▶ Stated exercise:
Print every line of the material below word for word, changing nothing.

# START OF Task data

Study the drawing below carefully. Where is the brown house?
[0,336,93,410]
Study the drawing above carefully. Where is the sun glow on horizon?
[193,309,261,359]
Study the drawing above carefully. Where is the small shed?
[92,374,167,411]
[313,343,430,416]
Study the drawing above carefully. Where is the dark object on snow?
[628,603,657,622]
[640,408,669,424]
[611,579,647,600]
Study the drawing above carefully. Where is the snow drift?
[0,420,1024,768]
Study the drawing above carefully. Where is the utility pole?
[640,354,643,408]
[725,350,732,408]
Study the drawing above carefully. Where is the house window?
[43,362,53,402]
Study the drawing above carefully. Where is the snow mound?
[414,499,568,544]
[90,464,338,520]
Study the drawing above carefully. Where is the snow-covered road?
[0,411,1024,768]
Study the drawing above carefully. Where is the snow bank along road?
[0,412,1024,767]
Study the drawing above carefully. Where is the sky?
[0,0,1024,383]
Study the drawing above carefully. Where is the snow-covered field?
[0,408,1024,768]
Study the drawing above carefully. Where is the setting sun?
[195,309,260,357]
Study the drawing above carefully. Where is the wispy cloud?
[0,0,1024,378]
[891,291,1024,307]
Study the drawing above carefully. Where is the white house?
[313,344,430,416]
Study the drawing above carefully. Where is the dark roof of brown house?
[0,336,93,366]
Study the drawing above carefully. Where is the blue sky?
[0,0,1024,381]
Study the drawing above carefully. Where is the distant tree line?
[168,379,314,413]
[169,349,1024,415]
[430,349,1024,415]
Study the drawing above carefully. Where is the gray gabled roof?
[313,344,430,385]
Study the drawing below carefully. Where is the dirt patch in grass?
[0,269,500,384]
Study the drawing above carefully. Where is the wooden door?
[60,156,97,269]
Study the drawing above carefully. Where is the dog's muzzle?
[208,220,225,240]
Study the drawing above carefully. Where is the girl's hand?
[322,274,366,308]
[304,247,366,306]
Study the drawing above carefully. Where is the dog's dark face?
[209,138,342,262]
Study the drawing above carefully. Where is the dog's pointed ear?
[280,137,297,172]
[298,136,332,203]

# END OF Task data

▶ Answer below:
Study the drawing below carefully. Where is the brown house?
[0,336,93,410]
Study the drawing above carefully. Where is the sun glow on horizon?
[193,309,261,359]
Study the drawing above carefully. Where is the small shed?
[92,374,167,411]
[313,343,430,416]
Study the drawing above carefully. Where is the dark object on snow?
[628,603,657,622]
[640,408,669,424]
[611,579,647,600]
Study the drawing above carefully. Where is the snow drift?
[0,420,1024,768]
Study the drawing above carefully. Where is the utility pole?
[640,354,643,408]
[725,350,732,408]
Study the drawing above carefully. Where is the house window?
[43,362,53,402]
Study the drawing above carefully. Where is the snow mound?
[414,499,568,544]
[90,464,338,520]
Study the drawing above carefully. Where is the snow-covered road?
[0,411,1024,768]
Study the drawing above carefully. Where is the snow bank along road?
[0,412,1024,767]
Study the drawing above carefully. Where is the sky?
[0,0,1024,383]
Study the drawing above carefully. Where is the snow-covered field?
[0,408,1024,768]
Study the drawing above carefully. Where is the setting sun?
[195,309,260,357]
Study the drawing above carefully. Where is the wispy cloud?
[0,0,1024,378]
[891,291,1024,307]
Study the drawing above carefully. Where is the white house?
[313,344,430,416]
Study the drawing above carefully. Where is the dark roof of brown house?
[0,336,93,366]
Study the drawing above carefully. Where is the blue sky?
[0,0,1024,381]
Study the drawing above carefully. Where is the distant tree line?
[168,379,314,413]
[169,349,1024,415]
[430,349,1024,415]
Study the drawing above carefully. Where is the gray gabled roof?
[313,344,430,385]
Study the drawing below carefully. Where is the dirt patch in grass?
[0,269,500,384]
Study the drawing above carefully. Where is the wooden door?
[60,156,97,269]
Study the drawing above carefully. Where is the dog's muzzle?
[208,220,225,240]
Study the drawing above carefully. Where is the girl's hand?
[322,274,366,308]
[304,247,366,306]
Study the drawing above carefully. Where is the dog's dark face?
[209,138,342,262]
Study the drawing above carefully. Where is the dog's pointed ear?
[280,137,297,172]
[298,136,332,203]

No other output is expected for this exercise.